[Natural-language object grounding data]
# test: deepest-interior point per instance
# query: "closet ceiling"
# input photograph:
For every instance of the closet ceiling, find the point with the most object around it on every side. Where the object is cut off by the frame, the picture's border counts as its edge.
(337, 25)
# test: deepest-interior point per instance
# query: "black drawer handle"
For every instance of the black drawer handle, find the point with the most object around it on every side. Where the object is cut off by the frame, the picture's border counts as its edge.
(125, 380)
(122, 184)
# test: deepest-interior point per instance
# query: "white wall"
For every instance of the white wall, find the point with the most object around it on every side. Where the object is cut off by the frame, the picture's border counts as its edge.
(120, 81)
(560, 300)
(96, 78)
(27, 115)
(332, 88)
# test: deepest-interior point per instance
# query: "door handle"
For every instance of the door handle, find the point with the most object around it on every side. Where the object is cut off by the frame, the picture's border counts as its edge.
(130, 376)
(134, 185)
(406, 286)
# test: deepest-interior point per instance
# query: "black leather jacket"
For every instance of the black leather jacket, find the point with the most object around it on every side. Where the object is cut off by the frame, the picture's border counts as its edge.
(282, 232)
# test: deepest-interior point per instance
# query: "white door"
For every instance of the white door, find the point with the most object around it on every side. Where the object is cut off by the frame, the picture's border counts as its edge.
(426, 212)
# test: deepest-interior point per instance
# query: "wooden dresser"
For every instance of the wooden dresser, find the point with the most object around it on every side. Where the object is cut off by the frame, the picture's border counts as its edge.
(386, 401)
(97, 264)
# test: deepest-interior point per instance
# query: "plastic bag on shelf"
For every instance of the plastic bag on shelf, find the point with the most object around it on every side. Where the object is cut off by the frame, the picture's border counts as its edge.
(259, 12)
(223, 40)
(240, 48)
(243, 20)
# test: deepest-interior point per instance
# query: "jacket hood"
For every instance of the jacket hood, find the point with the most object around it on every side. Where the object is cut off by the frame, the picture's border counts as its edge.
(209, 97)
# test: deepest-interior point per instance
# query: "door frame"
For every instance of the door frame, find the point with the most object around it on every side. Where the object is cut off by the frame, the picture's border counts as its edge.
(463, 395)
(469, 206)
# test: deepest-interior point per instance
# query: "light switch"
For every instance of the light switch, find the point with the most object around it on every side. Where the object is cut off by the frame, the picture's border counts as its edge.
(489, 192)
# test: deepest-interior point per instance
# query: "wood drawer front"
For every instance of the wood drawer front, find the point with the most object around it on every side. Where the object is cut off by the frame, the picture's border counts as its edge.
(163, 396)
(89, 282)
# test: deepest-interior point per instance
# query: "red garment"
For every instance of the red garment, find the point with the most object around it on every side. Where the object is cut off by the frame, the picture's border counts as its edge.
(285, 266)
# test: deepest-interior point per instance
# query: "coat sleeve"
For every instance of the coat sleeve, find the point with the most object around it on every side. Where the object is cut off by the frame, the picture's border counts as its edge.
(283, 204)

WHAT TO DO: Your answer should consist of every record, printed exactly as given.

ANSWER FOR THE TASK:
# test: deepest-interior point per instance
# query: "closet ceiling"
# input photograph:
For every instance of the closet ceiling, find the point with the most object around it on every side. Where the object is cut off by the frame, the picture's border counts as its edge.
(337, 25)
# test: deepest-interior point per instance
# query: "black drawer handle"
For every instance of the black drawer handle, find the point with the most object around it on every side. Where the object is cut off by the frame, the picture's border counts as its edge.
(125, 380)
(122, 184)
# test: deepest-interior point per instance
# query: "white wall"
For every instance of the white wall, find the point with the most object around it on every side. Where the object is cut off by the frame, the picture's border counts as its edge.
(120, 81)
(560, 300)
(96, 78)
(27, 115)
(332, 88)
# test: deepest-interior point per instance
# query: "door handle"
For every instance of the door handle, find the point with the most object around it on every side. Where the object is cut off by the frame, the picture's border counts as its edge.
(130, 376)
(134, 185)
(406, 286)
# test: deepest-interior point per instance
# query: "black leather jacket"
For every instance of the black leather jacket, find the point with the most object around it on every side. Where the object is cut off by the frame, the picture's border counts as its edge.
(282, 232)
# test: deepest-interior point per instance
# query: "white door"
For every instance of the white door, find the point with the most object around it on every side. Where the object is cut off by the frame, the picture's border counts as its edge.
(426, 212)
# test: deepest-interior point per instance
# query: "wooden dresser"
For every instance of the wooden dresser, find the point with the most object around it on every side. Where the object is cut off by the frame, the picture's border counts as its edge.
(386, 401)
(97, 264)
# test: deepest-interior point per instance
# query: "plastic bag on shelf"
For every instance of the plastic bag on shelf, find the point with the most object around it on every side. Where the object is cut off by the frame, the picture's border counts as its edge.
(259, 12)
(223, 40)
(240, 48)
(243, 20)
# test: deepest-interior point per instance
# query: "jacket hood"
For every instance of the jacket hood, find the point with the most object around it on every side. Where the object is cut off by the frame, the picture's border counts as its edge.
(209, 97)
# test: deepest-interior point per instance
# query: "door frame"
For every instance of the door frame, find the point with the most object around it on every side. Where the object is cut off by the frame, the picture's border counts as its edge.
(463, 395)
(469, 206)
# test: deepest-interior point per instance
# query: "light switch"
For every instance of the light switch, find the point with the most object around it on every side. Where the object is cut off by the frame, the picture's border counts as its edge.
(489, 192)
# test: deepest-interior point per instance
# query: "wood drawer front"
For every instance of the wood drawer front, find the point with the most object around it on every side. Where the object is cut off by the frame, the picture's border counts as its edge.
(163, 396)
(89, 282)
# test: deepest-interior point per instance
# query: "red garment"
For every instance of the red garment, find the point with the most object around it on every side. Where the object is cut off by the frame, the picture's border counts as its edge.
(285, 266)
# test: deepest-interior point per instance
# query: "coat sleeve"
For every instance of the coat sleeve, find the point with the most object around it on every side. Where the object is cut off by the frame, the picture's border counts as its edge.
(283, 204)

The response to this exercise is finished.